# Las Vegas question



## james4beach (Nov 15, 2012)

A question for those of you who are familiar with Las Vegas. Do all the major hotels on "the strip" have outdoor swimming pools? I'd like to go and mainly enjoy the sun & heat, sitting by the pool. It's nearly 30 C there.

I am considering booking a mystery hotel through hotwire, since it gives excellent deals, but I'm not sure if all the hotels have those pools - or at least an outdoor area that's nice.


----------



## Eder (Feb 16, 2011)

Strip hotels all pretty much have nice pool facilities...the best imo are Mandalay Bay,Flamingo,Venetian. If you play poker you can get a poker rate at the Venetian...$129/nite for 6 hours/day of play rather than rates over $300. I used to use Priceline bidding on strip hotel prices & was never disjointed.


----------



## jargey3000 (Jan 25, 2011)

james ...all the 'major' hotels on the strip would have pools....and prob. most all of the 'minor' ones too!
are you going to just sit by the pool ...or will you go in for the odd dip? ...lol
are you familiar with this site: betterbidding.com. It's a site to help people identify which hotel they are actually getting on Priceline & Hotwire. (based on the descriptions & star-ratings of the hotels) it's great - I've used it several times & they've been spot on, and I've been quite satisfied with the hotels i've gotten. (personally i prefer hotwire over PL)

and remember....what happens in Vegas.....


----------



## Beaver101 (Nov 14, 2011)

If you're not afraid of heights, and tired of bungy jumping:

http://www.maverickhelicopter.com/
https://www.caesars.com/linq/high-roller2


----------



## new dog (Jun 21, 2016)

The Bellagio looks like it has some pretty nice pools and it has a great water fountain show outside the hotel on the strip.


https://www.bellagio.com/en/amenities/pool-courtyards.html


----------



## new dog (Jun 21, 2016)

I should add it is funny that many people there consider the best pools to be all sun and little shade. I remember a California couple getting in the elevator and complaining that they had to come in from the pool because it got a little cloudy and it was just over a 100 degrees outside. I told them I can't even go outside in the shade by the pool because it was so hot outside.


----------



## olivaw (Nov 21, 2010)

Are you going to Vegas for the casinos, shows and dancing girls? In that case - the strip. 

I'm not much of a Vegas person. On the odd occasion when I attended a conference there, I would choose the Palace Station.
################
According to the Las Vegas thread, what does the site betterbidding.com help people do? The lines after this point are separate material with no connection to the Las Vegas thread.

● **Record extracts**:
################
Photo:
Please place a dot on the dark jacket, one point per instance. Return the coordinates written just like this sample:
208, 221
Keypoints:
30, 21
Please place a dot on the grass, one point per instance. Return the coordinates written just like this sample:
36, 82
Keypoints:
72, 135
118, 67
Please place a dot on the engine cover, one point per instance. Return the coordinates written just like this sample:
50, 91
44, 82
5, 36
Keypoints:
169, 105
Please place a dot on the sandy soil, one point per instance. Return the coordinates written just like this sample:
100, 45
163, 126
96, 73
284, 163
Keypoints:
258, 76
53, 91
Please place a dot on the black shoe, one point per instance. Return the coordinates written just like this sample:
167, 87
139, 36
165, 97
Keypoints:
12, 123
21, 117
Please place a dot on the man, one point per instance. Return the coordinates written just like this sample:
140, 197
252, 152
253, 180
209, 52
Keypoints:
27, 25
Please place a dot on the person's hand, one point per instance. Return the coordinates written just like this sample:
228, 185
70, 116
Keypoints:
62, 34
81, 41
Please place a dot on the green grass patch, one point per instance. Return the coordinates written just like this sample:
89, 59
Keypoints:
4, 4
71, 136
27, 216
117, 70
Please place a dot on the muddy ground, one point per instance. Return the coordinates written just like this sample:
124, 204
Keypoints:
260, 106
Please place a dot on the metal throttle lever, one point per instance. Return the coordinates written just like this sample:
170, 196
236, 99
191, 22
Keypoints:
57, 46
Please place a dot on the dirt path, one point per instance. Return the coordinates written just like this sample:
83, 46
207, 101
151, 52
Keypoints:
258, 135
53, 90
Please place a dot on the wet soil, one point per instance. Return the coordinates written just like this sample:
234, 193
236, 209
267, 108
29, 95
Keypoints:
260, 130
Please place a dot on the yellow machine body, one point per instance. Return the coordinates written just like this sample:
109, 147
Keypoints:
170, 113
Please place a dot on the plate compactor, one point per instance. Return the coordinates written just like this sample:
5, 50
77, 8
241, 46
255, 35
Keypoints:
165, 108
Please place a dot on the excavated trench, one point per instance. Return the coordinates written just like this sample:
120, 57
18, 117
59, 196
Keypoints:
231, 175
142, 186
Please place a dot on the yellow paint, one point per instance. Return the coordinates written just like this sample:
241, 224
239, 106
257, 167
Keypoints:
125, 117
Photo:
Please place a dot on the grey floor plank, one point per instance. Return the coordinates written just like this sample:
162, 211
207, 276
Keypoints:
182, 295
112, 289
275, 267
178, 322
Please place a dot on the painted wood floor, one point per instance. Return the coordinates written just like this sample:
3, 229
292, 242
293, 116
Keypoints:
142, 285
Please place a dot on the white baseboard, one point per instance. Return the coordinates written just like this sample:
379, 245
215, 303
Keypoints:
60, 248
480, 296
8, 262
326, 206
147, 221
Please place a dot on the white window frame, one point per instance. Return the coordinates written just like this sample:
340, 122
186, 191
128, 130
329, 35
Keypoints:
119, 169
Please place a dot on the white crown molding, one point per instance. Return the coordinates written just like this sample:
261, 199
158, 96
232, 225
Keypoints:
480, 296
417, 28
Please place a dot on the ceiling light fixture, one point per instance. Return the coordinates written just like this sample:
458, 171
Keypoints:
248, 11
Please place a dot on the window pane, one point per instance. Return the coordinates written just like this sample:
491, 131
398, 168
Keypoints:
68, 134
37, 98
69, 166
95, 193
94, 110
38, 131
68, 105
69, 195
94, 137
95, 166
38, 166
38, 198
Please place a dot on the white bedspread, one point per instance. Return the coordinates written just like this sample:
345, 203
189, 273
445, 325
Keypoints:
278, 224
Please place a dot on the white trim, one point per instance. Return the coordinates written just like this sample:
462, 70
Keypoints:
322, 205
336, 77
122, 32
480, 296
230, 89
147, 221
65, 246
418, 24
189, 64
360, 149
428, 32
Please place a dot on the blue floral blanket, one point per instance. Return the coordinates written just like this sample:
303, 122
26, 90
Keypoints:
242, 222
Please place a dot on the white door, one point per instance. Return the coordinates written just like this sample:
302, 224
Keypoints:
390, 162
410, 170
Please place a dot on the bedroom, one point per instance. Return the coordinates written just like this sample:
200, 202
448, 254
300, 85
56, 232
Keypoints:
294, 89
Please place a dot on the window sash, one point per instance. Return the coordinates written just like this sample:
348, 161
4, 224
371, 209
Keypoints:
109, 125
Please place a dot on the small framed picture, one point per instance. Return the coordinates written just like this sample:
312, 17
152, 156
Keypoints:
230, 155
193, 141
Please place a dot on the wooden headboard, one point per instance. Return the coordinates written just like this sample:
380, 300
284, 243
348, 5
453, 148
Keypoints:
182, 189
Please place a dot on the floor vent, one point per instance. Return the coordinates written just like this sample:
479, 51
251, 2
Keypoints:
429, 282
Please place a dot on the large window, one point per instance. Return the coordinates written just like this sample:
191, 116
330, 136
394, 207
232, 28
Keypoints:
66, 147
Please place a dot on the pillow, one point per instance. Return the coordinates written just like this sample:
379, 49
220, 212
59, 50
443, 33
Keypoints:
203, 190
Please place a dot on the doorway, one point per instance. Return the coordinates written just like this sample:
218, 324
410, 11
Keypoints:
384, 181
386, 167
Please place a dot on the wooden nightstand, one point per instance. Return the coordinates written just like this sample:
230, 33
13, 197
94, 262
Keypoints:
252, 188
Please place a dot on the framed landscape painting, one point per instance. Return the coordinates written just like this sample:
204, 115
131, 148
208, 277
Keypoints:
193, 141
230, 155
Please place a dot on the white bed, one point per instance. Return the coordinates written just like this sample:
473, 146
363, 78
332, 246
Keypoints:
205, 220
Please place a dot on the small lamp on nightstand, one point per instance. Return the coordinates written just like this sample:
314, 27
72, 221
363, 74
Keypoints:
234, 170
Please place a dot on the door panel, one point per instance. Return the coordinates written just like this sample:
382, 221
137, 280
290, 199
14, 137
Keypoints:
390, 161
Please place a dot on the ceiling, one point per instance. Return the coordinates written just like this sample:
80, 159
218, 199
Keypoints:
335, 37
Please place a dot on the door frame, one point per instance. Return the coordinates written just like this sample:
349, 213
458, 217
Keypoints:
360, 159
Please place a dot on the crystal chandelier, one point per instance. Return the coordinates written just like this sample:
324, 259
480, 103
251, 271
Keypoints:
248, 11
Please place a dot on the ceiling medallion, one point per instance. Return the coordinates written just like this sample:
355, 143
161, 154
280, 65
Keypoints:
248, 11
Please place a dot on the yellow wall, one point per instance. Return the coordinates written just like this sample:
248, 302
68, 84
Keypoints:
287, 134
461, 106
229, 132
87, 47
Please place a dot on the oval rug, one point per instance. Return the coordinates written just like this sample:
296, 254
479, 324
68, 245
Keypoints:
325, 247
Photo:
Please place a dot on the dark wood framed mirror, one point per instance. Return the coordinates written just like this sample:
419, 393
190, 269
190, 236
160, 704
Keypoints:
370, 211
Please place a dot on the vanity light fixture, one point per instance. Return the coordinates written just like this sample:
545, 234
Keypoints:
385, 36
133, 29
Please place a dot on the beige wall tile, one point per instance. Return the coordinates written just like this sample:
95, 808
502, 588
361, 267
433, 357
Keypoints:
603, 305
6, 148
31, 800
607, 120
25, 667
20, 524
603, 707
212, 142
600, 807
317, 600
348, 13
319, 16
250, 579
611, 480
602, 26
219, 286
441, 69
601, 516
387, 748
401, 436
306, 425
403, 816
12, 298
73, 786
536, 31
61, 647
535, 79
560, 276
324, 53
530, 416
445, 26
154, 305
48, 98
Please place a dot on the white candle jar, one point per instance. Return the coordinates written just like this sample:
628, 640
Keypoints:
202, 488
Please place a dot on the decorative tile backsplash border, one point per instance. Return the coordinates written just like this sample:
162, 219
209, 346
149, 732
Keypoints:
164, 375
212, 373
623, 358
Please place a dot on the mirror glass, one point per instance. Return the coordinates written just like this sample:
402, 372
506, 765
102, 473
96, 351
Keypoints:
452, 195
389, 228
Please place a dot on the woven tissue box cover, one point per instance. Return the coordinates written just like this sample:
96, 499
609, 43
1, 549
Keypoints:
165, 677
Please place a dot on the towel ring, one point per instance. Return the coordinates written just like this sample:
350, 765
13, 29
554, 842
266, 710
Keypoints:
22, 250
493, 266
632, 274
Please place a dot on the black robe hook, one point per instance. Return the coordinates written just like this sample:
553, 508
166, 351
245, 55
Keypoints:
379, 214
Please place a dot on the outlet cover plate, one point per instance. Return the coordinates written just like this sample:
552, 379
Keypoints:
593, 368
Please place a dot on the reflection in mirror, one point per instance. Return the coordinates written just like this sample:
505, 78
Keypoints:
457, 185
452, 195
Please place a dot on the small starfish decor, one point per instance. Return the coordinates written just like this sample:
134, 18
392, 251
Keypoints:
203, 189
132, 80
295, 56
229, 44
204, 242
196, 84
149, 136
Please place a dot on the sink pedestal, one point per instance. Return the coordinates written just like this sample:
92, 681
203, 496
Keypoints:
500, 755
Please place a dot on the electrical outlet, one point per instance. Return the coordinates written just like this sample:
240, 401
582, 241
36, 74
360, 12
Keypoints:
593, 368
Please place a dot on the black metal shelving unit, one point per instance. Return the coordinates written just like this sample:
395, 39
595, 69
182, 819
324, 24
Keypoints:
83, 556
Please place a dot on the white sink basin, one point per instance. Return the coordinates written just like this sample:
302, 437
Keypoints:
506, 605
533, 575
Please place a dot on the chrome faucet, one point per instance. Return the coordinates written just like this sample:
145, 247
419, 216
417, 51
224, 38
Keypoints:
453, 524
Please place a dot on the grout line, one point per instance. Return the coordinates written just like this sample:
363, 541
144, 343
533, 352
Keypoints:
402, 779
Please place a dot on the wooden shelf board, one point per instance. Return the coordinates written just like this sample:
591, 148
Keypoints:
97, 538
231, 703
################
● **Answer to the exercise**:
It helps people identify which hotel they are actually getting on Priceline and Hotwire.